Copy the records below, swapping each occurrence of "small cactus" for "potted succulent" and leaving everything else as it is.

----------

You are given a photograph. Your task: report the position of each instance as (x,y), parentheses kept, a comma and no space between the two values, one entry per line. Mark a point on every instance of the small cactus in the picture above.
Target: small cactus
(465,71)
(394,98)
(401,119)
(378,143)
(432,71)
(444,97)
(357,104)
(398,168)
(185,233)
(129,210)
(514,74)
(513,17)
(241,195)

----------

Finished exercise =
You are given a photograph. Your task: report the position of each instance as (x,y), parentheses kept, a comma and no space between the two values, one entry per line. Mark a point on every instance of the potted succulent in the picture above.
Target: potted succulent
(465,71)
(394,98)
(401,119)
(378,143)
(432,71)
(444,97)
(357,104)
(398,168)
(185,233)
(129,210)
(514,74)
(513,17)
(241,195)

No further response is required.